## GOAL
Rewrite the lines below with "marker" swapped for "dot" and everything else left unchanged. Omit the picture from your answer.

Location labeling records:
-*-*-

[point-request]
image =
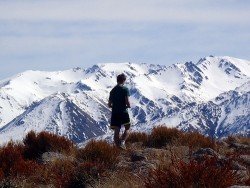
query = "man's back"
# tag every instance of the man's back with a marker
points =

-*-*-

## SOLUTION BELOW
[point-request]
image =
query = "man's back"
# tag every instance of the man's back with a dot
points =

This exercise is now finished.